- **DATA LISTING**:
++++++++++

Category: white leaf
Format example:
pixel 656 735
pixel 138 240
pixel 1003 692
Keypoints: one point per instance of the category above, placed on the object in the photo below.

++++++++++

- **INSTRUCTIONS TO FOLLOW**: All records above are to be returned exactly as given.

- **TASK SOLUTION**:
Category: white leaf
Format example:
pixel 656 735
pixel 138 240
pixel 1003 692
Keypoints: one point per instance of the category above, placed on the object in the photo below.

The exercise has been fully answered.